Task prompt — Give back the line containing "Keep to these rules. Indicate every instance of the ceiling air" along with every line after it, exactly, until the entries end.
[Records to use Boundary: Start]
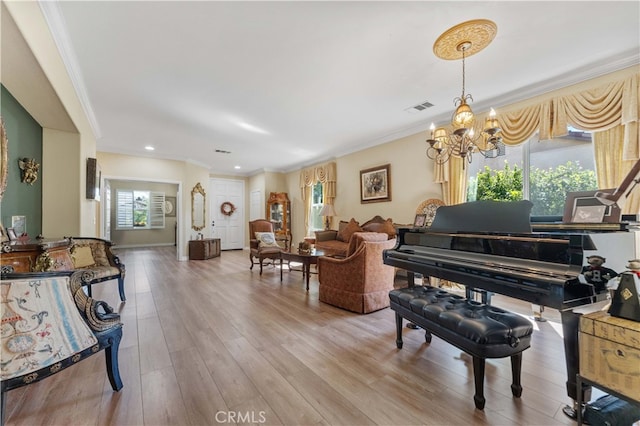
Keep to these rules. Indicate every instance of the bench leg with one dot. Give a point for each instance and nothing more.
(121, 289)
(3, 410)
(516, 369)
(478, 376)
(111, 357)
(398, 331)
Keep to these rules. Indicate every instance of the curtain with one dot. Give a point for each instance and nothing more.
(611, 168)
(326, 175)
(596, 109)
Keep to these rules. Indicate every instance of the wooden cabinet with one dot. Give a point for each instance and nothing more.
(37, 255)
(204, 249)
(279, 213)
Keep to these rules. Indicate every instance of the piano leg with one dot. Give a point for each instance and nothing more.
(570, 323)
(398, 331)
(411, 278)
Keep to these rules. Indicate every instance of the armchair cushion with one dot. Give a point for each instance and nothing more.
(266, 239)
(385, 226)
(351, 227)
(82, 257)
(360, 282)
(358, 238)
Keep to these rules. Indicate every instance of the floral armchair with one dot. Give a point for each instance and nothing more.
(263, 243)
(49, 324)
(360, 282)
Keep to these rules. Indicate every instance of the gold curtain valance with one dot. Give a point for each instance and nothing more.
(325, 174)
(595, 109)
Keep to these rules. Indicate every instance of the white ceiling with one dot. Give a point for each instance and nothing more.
(281, 85)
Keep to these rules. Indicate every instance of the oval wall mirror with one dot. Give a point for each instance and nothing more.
(198, 199)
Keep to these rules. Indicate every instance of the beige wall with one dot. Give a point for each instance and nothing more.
(68, 138)
(411, 183)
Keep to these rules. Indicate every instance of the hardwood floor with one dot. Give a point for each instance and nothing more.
(211, 342)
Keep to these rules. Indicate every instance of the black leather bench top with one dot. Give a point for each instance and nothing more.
(454, 317)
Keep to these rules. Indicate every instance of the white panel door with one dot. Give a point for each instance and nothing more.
(230, 229)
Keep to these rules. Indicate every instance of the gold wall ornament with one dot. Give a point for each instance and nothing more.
(29, 168)
(227, 208)
(4, 158)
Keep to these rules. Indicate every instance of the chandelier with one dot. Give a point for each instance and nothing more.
(461, 138)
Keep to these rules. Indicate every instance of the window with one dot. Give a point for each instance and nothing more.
(540, 171)
(139, 209)
(316, 222)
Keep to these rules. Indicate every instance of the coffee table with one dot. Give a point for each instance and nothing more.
(307, 259)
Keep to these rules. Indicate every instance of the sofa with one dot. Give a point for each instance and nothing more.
(361, 281)
(338, 241)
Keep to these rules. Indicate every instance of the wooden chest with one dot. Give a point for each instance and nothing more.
(204, 249)
(610, 352)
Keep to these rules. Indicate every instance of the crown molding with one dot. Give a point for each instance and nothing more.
(55, 21)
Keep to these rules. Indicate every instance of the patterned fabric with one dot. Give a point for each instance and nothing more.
(386, 227)
(81, 256)
(98, 251)
(360, 282)
(345, 234)
(266, 239)
(41, 325)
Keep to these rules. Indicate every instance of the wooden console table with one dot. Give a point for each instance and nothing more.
(204, 249)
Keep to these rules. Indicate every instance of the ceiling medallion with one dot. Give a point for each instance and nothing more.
(469, 38)
(463, 137)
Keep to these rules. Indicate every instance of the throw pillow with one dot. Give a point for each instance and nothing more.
(347, 232)
(82, 257)
(341, 227)
(266, 239)
(386, 227)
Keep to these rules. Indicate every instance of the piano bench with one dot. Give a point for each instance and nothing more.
(483, 331)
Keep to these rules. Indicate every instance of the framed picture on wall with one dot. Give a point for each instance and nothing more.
(11, 233)
(19, 224)
(375, 184)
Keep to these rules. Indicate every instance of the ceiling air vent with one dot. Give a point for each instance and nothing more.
(419, 107)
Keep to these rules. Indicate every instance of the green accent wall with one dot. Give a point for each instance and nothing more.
(25, 141)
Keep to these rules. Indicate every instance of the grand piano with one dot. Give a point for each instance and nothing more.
[Records to use Boundary: End]
Exercise output —
Keep to these rules. Indicate every instance of the ceiling air vent with one dot. Give a point for each instance and nothing more.
(419, 107)
Keep to these rules. Indicate every instance of the green accent wall with one dot. Give a point for each instance and nothing more.
(25, 141)
Keep to these rules. Indicate every instance of the grand piano with one dot. Give a point for each instance and nothing more.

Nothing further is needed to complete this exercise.